| WRITTEN EXERCISE |
Every entry that follows needs to be repeated exactly.
═══ RECORDS FOR THE EXERCISE
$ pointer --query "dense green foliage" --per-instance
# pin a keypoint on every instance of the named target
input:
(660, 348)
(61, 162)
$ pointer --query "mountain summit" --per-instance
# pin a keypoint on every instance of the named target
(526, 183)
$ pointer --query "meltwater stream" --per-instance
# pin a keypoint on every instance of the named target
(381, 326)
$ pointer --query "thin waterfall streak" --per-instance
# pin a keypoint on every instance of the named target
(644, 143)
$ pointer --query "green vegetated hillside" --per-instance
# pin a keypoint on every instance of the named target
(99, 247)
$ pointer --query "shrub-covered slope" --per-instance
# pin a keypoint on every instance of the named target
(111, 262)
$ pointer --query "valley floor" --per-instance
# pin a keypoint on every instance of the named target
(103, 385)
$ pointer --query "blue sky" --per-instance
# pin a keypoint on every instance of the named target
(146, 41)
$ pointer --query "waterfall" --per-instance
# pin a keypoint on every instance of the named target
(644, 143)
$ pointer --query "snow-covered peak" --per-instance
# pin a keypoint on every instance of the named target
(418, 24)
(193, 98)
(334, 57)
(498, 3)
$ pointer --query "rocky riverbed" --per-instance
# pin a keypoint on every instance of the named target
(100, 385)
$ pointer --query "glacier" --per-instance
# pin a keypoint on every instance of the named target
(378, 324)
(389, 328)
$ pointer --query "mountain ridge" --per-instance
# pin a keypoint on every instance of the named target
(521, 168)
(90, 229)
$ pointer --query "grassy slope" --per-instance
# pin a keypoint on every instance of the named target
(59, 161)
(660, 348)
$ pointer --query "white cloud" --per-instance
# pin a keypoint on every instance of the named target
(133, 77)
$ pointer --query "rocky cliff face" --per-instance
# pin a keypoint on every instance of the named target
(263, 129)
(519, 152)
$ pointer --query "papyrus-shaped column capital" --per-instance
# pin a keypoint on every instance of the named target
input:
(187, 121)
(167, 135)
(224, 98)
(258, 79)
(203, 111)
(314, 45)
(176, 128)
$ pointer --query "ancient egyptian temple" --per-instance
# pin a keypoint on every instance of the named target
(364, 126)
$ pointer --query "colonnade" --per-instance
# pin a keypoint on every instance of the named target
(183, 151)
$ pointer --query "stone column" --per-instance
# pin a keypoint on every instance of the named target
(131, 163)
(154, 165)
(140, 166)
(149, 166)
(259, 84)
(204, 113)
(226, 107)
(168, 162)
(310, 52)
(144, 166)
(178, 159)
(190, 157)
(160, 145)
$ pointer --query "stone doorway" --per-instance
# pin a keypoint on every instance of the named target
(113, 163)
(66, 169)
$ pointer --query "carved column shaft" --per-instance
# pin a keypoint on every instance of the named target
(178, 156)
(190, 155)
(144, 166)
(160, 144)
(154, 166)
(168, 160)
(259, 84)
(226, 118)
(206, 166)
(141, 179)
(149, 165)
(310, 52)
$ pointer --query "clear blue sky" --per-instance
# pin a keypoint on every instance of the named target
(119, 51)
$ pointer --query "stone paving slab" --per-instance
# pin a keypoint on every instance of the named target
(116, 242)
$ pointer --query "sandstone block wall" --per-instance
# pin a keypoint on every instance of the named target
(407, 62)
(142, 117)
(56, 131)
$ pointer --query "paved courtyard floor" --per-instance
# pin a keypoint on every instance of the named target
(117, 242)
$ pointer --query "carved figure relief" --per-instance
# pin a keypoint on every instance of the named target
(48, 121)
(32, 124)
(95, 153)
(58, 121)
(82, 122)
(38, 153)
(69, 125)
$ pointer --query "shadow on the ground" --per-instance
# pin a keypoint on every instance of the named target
══════
| SOLUTION TO THE EXERCISE |
$ pointer --query "dense green foliage" --per-instance
# pin a keypoint on every instance of the named target
input:
(660, 348)
(61, 162)
$ pointer --query "mountain summit" --per-instance
# pin a keypoint on every instance of the named target
(526, 183)
$ pointer --query "meltwater stream" --per-instance
# pin a keypoint on every instance of the named target
(381, 326)
$ pointer --query "thin waterfall streak" --per-instance
# pin a keypoint on every instance of the named target
(644, 143)
$ pointer --query "green vegetated hillside" --per-instance
# pin a keypoint on every instance of the named target
(99, 247)
$ pointer --query "shrub-covered slope" --per-instance
# pin a keypoint on every instance of the named target
(111, 262)
$ pointer --query "valley floor" --per-instance
# pin a keypoint on every instance of the named target
(103, 385)
$ pointer --query "blue sky" --per-instance
# pin a keypoint on every instance of the named target
(146, 41)
$ pointer --query "waterfall" --per-instance
# pin a keypoint on every instance of the named target
(644, 143)
$ pointer --query "snow-covered peak" --per-instance
# pin a keypoint on every instance of the named target
(418, 24)
(193, 98)
(334, 57)
(498, 3)
$ pointer --query "rocky riverbed" --per-instance
# pin a keypoint on every instance of the named target
(100, 385)
$ pointer --query "glacier" --per-instance
# pin a keypoint on every instance of the named target
(378, 324)
(389, 328)
$ pointer --query "mountain ridge" --per-instance
# pin a keypoint on every instance of the named target
(521, 168)
(90, 229)
$ pointer --query "grassy slope" --per-instance
# pin a keypoint on every instance of the named target
(59, 161)
(660, 348)
$ pointer --query "white cloud" --per-instance
# pin a keypoint on every instance of the named target
(133, 77)
$ pointer --query "rocky cliff face" --per-instance
# pin a keypoint on every instance of the named target
(263, 129)
(519, 152)
$ pointer --query "papyrus-shaped column capital" --per-instance
# pin a keypoint on every instance of the named target
input:
(187, 121)
(167, 135)
(224, 98)
(258, 79)
(203, 111)
(314, 45)
(176, 128)
$ pointer --query "ancient egyptian temple" --per-instance
# pin a keypoint on every instance of the named target
(364, 126)
$ pointer --query "colonnade" --per-instance
# pin a keypoint on every instance of the named target
(183, 151)
$ pointer --query "stone column" --per-instance
# pin a keypoint on every instance of the named target
(131, 163)
(154, 165)
(140, 166)
(149, 166)
(259, 84)
(204, 113)
(226, 107)
(168, 162)
(310, 52)
(144, 166)
(178, 159)
(190, 157)
(160, 145)
$ pointer --query "stone doorway" --per-instance
# pin a keypoint on every instance of the named target
(113, 163)
(66, 169)
$ pointer --query "carved column shaft" --per-instance
# pin a keypoint on every instance of the named target
(178, 156)
(190, 155)
(144, 166)
(160, 144)
(154, 166)
(168, 160)
(259, 84)
(226, 118)
(206, 166)
(141, 179)
(149, 165)
(310, 52)
$ pointer --query "clear blue sky" --per-instance
# pin a keypoint on every instance of the named target
(119, 51)
$ pointer --query "stone paving slab" --per-instance
# pin a keypoint on every instance of the named target
(116, 242)
$ pointer --query "sandstone block wall" --per-instance
# pin a keypoint on every instance of the named target
(407, 62)
(142, 117)
(56, 131)
$ pointer --query "paved courtyard floor" --per-instance
# pin a keypoint on every instance of the named target
(117, 242)
$ pointer --query "carved figure relief" --per-instance
# pin a keypoint on every instance of the named target
(48, 121)
(32, 124)
(95, 153)
(58, 121)
(82, 122)
(38, 153)
(69, 125)
$ pointer --query "shadow on the ground" --per-instance
# pin a keypoint on every instance of the named target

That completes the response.